## GIVEN PASSAGE
For many new PostgreSQL administrators, there is a moment of pure confusion: you’ve just deleted millions of rows to save space, but the disk usage hasn’t budged. In fact, sometimes it keeps growing.
This phenomenon is known as Table Bloat, and it’s a direct consequence of how PostgreSQL handles multiple users at once.
To master Postgres, you have to stop thinking of a table as a static spreadsheet and start seeing it as a continuous log of events.
Table of Contents
Key takeaways
| Key Concept | What You Need to Know |
| The Cause | MVCC (Multiversion Concurrency Control) ensures reads and writes don’t block each other, but it leaves “dead” row versions on your disk. |
| The “Bloat” Effect | DELETE and UPDATE don’t actually erase data; they just mark it as invisible, meaning your disk usage stays high even after a purge. |
| Autovacuum | The background “Hero” that makes dead space reusable for new rows. Never disable this, or you risk a database-wide “Transaction ID Wraparound” crash. |
Understanding MVCC: The “Ghost” in the Machine
PostgreSQL uses a system called Multiversion Concurrency Control (MVCC). This ensures that if you are running a long report, your data stays consistent even if someone else is updating those same rows mid-query.
Instead of overwriting data, Postgres creates “versions” of rows. Here is how that looks on your disk:
| Action Taken | What Happens on Disk | Resulting Status |
| INSERT | A new row version (tuple) is written to a page. | ✅ Live: Visible to all new transactions. |
| DELETE | The row is simply “marked” as deleted (not erased). | 💀 Dead: Occupies space but is invisible to new queries. |
| UPDATE | The old row is marked “deleted” and a new version is written. | 💀 Dead + ✅ Live: You are now using double the space for one row. |
The Magic of Non-Blocking Queries
The reason Postgres accepts this “bloat” is for performance. By keeping those 💀 Dead rows around for a short time:
- Reads never block Writes: You can read a table while someone else is inserting data into it.
- Writes never block Reads: You can update a record without freezing the UI for everyone else.
How to Reclaim Your Space
Eventually, those dead rows need to be cleared out so the space can be reused.
Because the Operating System (Windows, Linux, or macOS) still thinks Postgres is using that space, you have to manage it through the VACUUM process.
1. The Silent Hero: AUTOVACUUM
By default, Postgres runs a background worker called autovacuum. It scans your tables for dead rows and marks that space as “available.”
Note: Autovacuum does not usually return space to the OS. It simply clears a “hole” in the table so the next
INSERTcan fill it, preventing the file from getting even larger.See also: Mastering the Linux Command Line — Your Complete Free Training Guide
2. The Manual Clean: VACUUM
If you’ve had a massive one-time data purge, you can trigger this manually. It works just like the automatic version but gives you more control over when the heavy lifting happens.

## TASK DATA
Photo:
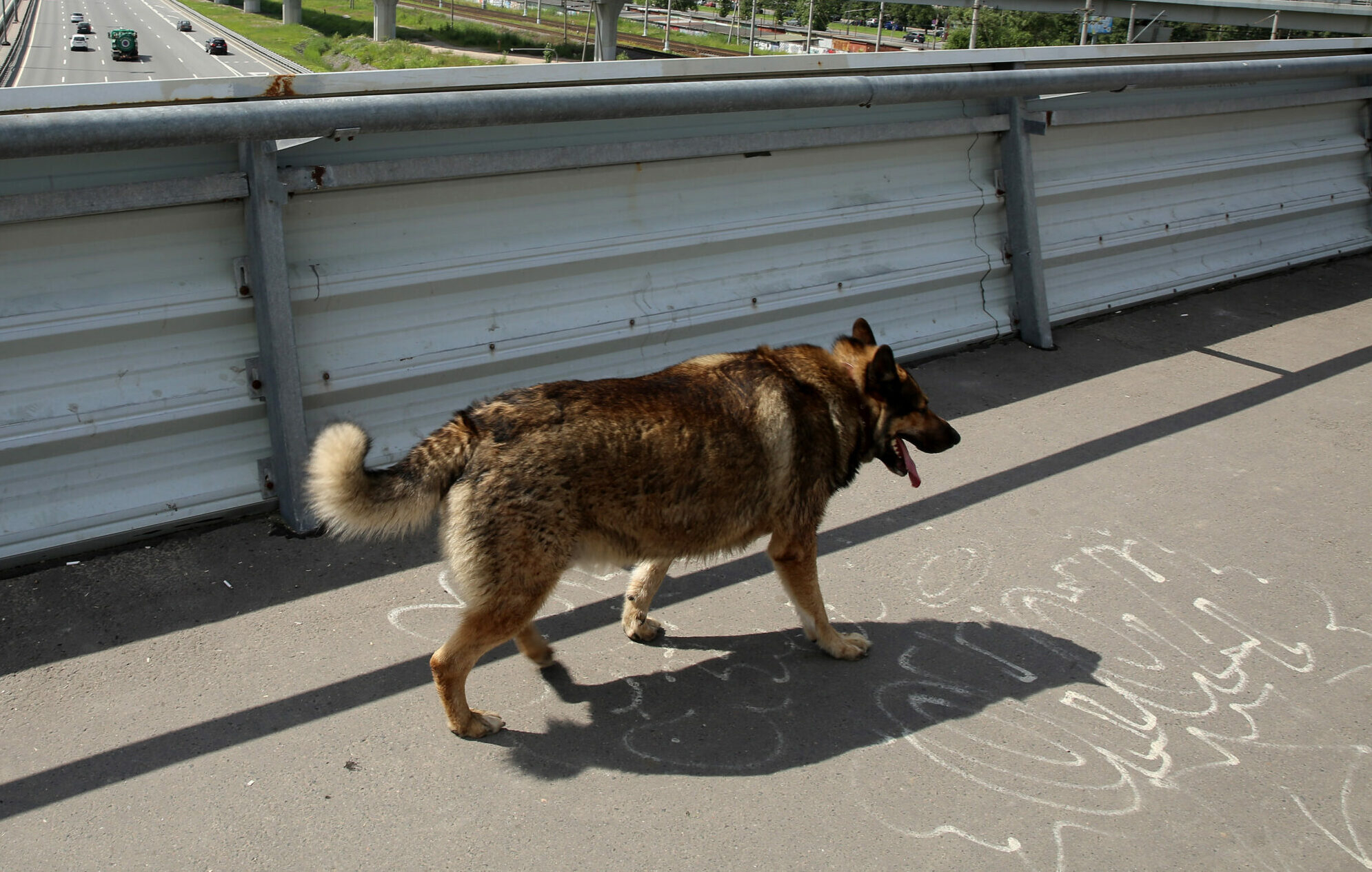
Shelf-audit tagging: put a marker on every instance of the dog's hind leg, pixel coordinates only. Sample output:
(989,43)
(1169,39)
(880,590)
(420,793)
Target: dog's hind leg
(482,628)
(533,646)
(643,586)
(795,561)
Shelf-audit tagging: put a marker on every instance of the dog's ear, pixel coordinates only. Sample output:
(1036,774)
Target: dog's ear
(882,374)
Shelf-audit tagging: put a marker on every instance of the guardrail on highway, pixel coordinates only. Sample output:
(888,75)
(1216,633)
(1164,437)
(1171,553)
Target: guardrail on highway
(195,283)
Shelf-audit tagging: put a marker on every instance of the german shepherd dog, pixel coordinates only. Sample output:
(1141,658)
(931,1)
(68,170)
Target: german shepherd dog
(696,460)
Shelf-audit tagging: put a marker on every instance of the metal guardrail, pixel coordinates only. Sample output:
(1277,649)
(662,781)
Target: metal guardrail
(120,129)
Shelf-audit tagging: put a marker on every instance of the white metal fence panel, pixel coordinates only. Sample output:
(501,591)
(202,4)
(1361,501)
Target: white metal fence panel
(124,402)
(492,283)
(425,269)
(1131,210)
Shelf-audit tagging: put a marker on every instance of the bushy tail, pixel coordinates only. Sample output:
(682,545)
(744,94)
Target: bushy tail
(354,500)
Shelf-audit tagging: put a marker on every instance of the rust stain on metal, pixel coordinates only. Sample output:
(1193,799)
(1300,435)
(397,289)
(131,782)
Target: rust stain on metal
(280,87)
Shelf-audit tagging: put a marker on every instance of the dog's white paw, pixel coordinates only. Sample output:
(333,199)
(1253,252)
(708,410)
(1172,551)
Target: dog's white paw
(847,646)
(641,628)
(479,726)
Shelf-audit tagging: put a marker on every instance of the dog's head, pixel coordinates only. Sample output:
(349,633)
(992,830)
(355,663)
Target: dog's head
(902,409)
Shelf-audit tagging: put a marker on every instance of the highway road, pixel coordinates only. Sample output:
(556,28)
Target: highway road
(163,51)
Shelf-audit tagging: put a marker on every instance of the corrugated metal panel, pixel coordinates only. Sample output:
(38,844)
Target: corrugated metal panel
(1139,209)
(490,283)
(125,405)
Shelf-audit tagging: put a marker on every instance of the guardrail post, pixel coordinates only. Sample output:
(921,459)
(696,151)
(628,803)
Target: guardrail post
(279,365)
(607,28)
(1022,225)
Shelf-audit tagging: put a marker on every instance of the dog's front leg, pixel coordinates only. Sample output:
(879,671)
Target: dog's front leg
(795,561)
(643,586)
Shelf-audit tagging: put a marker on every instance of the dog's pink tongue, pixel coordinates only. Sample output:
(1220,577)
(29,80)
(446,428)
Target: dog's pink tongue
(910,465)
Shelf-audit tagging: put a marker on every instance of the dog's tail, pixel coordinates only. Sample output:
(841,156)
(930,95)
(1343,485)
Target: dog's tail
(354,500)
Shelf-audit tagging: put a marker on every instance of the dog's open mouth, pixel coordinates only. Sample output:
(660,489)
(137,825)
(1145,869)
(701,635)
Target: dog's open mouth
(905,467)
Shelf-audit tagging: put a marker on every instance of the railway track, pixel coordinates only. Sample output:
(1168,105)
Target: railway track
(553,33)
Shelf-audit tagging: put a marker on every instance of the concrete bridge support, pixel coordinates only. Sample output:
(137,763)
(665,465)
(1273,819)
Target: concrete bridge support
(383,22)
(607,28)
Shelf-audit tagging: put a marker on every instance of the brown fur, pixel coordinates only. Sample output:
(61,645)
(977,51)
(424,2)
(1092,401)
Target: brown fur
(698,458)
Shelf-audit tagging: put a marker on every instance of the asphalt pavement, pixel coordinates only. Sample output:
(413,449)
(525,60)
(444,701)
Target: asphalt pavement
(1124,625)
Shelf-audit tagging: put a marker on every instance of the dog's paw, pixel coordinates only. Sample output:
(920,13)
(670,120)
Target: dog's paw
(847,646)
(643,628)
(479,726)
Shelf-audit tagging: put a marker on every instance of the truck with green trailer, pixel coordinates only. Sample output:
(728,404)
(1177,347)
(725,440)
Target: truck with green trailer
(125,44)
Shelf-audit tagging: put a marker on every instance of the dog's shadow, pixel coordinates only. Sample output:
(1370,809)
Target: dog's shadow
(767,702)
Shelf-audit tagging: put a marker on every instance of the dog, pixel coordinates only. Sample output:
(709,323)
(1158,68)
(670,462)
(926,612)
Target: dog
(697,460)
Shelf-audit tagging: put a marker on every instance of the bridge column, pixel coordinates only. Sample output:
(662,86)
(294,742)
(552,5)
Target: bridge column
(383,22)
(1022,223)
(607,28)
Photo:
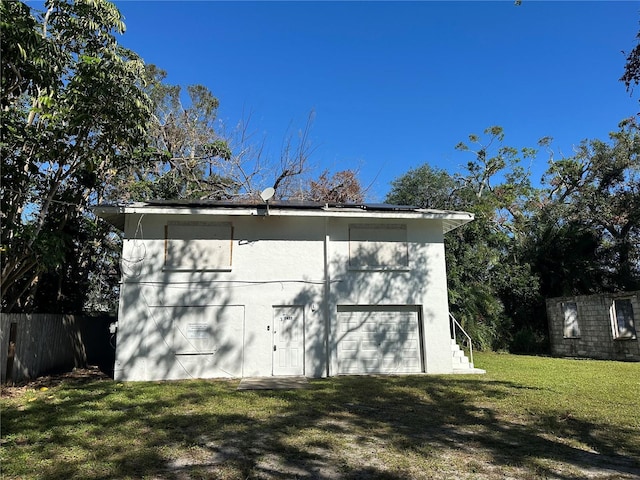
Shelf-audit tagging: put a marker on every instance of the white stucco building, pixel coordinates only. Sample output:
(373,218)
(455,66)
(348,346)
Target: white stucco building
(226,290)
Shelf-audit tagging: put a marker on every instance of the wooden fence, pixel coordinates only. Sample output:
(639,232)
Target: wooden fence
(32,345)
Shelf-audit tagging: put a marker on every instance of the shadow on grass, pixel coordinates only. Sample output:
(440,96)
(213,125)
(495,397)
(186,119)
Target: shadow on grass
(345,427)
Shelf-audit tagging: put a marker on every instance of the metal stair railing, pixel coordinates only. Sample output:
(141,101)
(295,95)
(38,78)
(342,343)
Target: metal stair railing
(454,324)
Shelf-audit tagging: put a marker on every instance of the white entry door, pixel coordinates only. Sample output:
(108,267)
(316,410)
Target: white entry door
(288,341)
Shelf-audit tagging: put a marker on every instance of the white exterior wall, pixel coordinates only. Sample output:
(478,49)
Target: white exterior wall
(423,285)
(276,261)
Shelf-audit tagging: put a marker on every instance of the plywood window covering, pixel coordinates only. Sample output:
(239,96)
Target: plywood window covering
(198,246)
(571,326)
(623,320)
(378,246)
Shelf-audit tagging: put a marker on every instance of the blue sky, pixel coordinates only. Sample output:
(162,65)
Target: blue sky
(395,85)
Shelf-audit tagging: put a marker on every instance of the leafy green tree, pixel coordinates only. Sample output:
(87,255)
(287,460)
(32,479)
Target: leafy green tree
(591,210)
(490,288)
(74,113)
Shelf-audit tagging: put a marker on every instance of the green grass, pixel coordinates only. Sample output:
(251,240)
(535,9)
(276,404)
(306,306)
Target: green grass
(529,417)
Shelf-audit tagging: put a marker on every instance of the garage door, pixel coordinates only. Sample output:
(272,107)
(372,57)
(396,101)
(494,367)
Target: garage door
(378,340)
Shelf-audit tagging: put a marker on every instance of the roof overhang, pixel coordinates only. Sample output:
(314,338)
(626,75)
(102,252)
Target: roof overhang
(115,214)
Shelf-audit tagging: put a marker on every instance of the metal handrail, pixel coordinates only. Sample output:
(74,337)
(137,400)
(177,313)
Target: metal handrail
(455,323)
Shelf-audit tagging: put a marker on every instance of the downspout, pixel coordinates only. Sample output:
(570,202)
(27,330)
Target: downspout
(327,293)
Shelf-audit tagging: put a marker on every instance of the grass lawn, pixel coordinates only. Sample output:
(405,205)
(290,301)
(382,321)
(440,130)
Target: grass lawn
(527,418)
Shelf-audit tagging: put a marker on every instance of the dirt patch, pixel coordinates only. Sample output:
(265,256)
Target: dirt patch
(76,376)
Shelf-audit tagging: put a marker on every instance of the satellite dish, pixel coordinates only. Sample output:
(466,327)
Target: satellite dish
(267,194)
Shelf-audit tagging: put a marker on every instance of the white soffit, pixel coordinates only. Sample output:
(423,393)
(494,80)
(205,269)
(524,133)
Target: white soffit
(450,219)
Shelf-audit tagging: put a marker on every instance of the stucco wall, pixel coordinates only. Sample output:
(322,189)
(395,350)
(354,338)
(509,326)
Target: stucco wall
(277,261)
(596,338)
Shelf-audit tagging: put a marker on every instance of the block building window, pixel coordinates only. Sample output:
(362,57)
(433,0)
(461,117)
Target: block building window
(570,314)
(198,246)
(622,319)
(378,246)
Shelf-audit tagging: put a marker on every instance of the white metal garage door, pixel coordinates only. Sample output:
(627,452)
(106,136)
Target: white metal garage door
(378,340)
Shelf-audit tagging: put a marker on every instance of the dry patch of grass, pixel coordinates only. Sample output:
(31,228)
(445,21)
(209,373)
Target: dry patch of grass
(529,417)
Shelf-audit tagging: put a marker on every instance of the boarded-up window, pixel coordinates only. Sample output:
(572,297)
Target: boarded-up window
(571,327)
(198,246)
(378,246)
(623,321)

## THE TASKS
a) Return everything in the PostgreSQL table bloat passage from "Instead of overwriting" down to "for everyone else.".
b) Identify each line of the entries that contains the string "blue", treating uppercase and lowercase as different.
The PostgreSQL passage has no connection to the entries.

## SOLUTIONS PER TASK
a)
Instead of overwriting data, Postgres creates “versions” of rows. Here is how that looks on your disk:
| Action Taken | What Happens on Disk | Resulting Status |
| INSERT | A new row version (tuple) is written to a page. | ✅ Live: Visible to all new transactions. |
| DELETE | The row is simply “marked” as deleted (not erased). | 💀 Dead: Occupies space but is invisible to new queries. |
| UPDATE | The old row is marked “deleted” and a new version is written. | 💀 Dead + ✅ Live: You are now using double the space for one row. |
The Magic of Non-Blocking Queries
The reason Postgres accepts this “bloat” is for performance. By keeping those 💀 Dead rows around for a short time:
- Reads never block Writes: You can read a table while someone else is inserting data into it.
- Writes never block Reads: You can update a record without freezing the UI for everyone else.

b)
Shelf-audit tagging: put a marker on every instance of the blue sky, pixel coordinates only. Sample output:
Target: blue sky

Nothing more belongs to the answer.